------ DOCUMENT EXCERPT ------

Quick Links

Re: Changing the state of data checksums in a running cluster

From:	Tomas Vondra <tomas(at)vondra(dot)me>
To:	Daniel Gustafsson <daniel(at)yesql(dot)se>, SATYANARAYANA NARLAPURAM <satyanarlapuram(at)gmail(dot)com>
Cc:	Ayush Tiwari <ayushtiwari(dot)slg01(at)gmail(dot)com>, PostgreSQL Hackers <pgsql-hackers(at)lists(dot)postgresql(dot)org>, Heikki Linnakangas <hlinnaka(at)iki(dot)fi>, Andres Freund <andres(at)anarazel(dot)de>, Bernd Helmle <mailings(at)oopsware(dot)de>, Michael Paquier <michael(at)paquier(dot)xyz>, Michael Banck <mbanck(at)gmx(dot)net>
Subject:	Re: Changing the state of data checksums in a running cluster
Date:	2026-05-26 18:12:35
Message-ID:	f1281cf3-89a3-4936-9bc5-2a5a6291229f@vondra.me
Views:	Whole Thread \| Raw Message \| Download mbox \| Resend email
Thread:
Lists:	pgsql-hackers

Hi,

On 5/4/26 15:16, Tomas Vondra wrote:
> Hi,
>
> ... snip ...
>
> Let me briefly explain what the various TAP tests aim to do. From the
> very beginning, my main concern regarding this patch was race conditions
> when updating the shared state about effective data_checksum_version.
> Because the state is effectively split into about three or four places:
>
> * LocalDataChecksumVersion (local cache)
> * XLogCtl->data_checksum_version (XLogCtl->info_lck)
> * ControlFile->data_checksum_version (ControlFileLock)
> * state in control file on disk
>
> These pieces are protected by different locks, the protocol for updating
> and/or reading the various flags is not trivial (and some of the fixed
> issues were due to ControlFile->data_checksum_version being updated from
> a place that shouldn't have).
>

I still have a funny feeling about the "global checksum version" stored
in multiple places with separate locks, and the protocol when updating
them (e.g. which process does that, when, etc.). I haven't found any
fundamental correctness issue, though.

I kept looking for issues, and I realized StartupXLOG may not do the
right thing on the standby after promotion.

if (XLogCtl->data_checksum_version == PG_DATA_CHECKSUM_INPROGRESS_ON)

------

■ **GIVEN REQUEST 1**:
List each line of the entries that contains the string "distant".
The mailing-list message about data checksums and the entries have nothing to do with each other.

------ INFORMATION PROVIDED ------

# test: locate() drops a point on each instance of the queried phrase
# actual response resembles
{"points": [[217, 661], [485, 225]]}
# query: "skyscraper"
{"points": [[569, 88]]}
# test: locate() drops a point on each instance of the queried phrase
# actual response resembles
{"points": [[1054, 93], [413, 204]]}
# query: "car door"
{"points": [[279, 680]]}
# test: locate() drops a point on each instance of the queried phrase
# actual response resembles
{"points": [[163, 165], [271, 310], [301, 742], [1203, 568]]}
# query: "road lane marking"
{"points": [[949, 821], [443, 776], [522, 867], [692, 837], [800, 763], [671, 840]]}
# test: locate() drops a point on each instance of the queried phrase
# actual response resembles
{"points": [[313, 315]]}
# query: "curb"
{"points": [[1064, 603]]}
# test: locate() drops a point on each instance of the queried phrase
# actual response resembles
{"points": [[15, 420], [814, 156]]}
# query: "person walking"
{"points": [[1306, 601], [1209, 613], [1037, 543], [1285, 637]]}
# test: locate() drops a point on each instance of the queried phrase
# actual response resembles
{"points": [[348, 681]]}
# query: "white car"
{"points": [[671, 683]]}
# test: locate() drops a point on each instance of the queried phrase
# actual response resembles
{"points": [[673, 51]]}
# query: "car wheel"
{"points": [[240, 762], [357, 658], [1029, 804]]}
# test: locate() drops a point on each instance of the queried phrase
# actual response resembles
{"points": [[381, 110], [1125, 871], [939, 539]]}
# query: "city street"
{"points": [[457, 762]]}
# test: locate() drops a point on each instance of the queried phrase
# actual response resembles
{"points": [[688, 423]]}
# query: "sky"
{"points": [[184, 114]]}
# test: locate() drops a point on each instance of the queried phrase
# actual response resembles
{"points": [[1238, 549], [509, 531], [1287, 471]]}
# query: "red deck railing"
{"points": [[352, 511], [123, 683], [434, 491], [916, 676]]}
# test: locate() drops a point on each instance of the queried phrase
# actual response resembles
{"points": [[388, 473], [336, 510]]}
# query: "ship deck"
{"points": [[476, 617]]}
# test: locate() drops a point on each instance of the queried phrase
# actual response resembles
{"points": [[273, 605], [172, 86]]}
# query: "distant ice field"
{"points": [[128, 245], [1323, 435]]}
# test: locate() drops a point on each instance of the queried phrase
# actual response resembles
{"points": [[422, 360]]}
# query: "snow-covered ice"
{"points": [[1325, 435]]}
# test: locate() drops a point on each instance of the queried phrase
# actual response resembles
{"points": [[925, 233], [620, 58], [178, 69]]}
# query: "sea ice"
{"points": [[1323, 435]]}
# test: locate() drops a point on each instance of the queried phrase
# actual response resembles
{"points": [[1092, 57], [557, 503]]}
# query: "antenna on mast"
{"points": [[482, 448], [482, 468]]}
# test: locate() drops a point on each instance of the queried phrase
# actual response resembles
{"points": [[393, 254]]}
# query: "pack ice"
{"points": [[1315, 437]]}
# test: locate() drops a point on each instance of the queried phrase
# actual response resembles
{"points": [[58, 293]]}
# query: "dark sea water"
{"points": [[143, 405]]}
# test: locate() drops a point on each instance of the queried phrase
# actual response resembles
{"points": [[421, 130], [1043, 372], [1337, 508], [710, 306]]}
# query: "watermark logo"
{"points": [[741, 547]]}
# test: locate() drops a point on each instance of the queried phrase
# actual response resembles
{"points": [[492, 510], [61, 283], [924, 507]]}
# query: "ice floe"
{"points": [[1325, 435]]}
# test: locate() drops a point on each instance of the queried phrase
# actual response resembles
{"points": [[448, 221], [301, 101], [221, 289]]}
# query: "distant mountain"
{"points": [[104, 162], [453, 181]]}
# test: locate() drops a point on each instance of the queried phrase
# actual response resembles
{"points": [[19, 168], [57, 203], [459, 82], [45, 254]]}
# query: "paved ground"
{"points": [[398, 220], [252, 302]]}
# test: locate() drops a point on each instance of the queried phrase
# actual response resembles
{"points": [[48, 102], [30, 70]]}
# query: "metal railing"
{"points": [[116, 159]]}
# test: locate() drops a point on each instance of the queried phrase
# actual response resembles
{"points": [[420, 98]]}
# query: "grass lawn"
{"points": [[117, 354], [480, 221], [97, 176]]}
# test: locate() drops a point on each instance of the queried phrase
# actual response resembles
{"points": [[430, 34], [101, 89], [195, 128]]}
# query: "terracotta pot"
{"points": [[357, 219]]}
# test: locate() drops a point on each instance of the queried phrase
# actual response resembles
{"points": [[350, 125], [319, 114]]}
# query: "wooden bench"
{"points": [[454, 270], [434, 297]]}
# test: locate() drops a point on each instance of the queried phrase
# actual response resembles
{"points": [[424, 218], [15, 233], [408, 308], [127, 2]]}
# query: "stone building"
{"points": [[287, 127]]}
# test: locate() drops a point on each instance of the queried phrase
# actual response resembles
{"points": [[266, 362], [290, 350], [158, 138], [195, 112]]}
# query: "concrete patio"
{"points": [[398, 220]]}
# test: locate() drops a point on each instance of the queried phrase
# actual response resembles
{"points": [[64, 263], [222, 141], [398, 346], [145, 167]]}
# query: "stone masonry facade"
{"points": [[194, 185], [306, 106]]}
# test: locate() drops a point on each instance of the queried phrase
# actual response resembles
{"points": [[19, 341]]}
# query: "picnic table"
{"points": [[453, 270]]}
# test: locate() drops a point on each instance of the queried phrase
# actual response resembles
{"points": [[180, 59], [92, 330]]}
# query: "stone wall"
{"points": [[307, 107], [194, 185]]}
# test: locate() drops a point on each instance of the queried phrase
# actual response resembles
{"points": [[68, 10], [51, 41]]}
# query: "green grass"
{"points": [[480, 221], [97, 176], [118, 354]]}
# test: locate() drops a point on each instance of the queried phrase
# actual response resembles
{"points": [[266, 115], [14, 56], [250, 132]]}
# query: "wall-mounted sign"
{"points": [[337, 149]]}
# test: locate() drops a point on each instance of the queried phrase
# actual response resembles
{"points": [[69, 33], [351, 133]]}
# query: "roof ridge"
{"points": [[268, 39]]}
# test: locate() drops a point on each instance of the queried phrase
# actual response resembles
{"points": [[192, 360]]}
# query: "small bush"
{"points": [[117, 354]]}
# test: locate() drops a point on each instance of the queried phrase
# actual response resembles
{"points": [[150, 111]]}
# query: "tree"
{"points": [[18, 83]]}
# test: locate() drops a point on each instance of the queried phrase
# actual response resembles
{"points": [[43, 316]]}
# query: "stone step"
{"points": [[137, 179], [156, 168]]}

------

■ **GIVEN REQUEST 2**:
Write what comes next in the mailing-list message about data checksums, picking up from where it stops.

■ **REPLY 1**:
# query: "distant ice field"
# query: "distant mountain"

■ **REPLY 2**:
{
XLogChecksums(PG_DATA_CHECKSUM_OFF);

SpinLockAcquire(&XLogCtl->info_lck);
XLogCtl->data_checksum_version = PG_DATA_CHECKSUM_OFF;
SetLocalDataChecksumState(XLogCtl->data_checksum_version);
SpinLockRelease(&XLogCtl->info_lck);

ereport(...);
}

Consider this sequence of steps:

1) primary/standby cluster has checksums OFF
2) primary starts enabling checksums
3) primary moves to inprogress-on
4) standby receives that and moves to inprogress-on too
5) primary crashes / shuts down / ...
6) standby gets promoted, and does the StartupXLOG thing
7) standby moves from inprogress-on back to off

However, as there's no EmitProcSignalBarrier(), existing backends on the
hot standby won't be notified about the "off" change. And so there will
be a somewhat inconsistent checksum state, with new backends knowing
it's "off", and old backends thinking it's still inprogress-on.

It's not difficult to reproduce this. I guess the existing TAP tests may
not catch this because they always open a new connection when checking
the state, and so see the new (and correct) version.

I believe a similar issue happens for the inprogress-off case a couple
lines later, but I haven't tried reproducing that one.

Ultimately, neither of these cases should cause checksum failures,
because the "correct" new state is "off", and the old backends are not
verifying checksums either.

I suppose this means we should not be updating the checksum state
without emitting the barrier? I think all other places do that.

>
> ... snip ...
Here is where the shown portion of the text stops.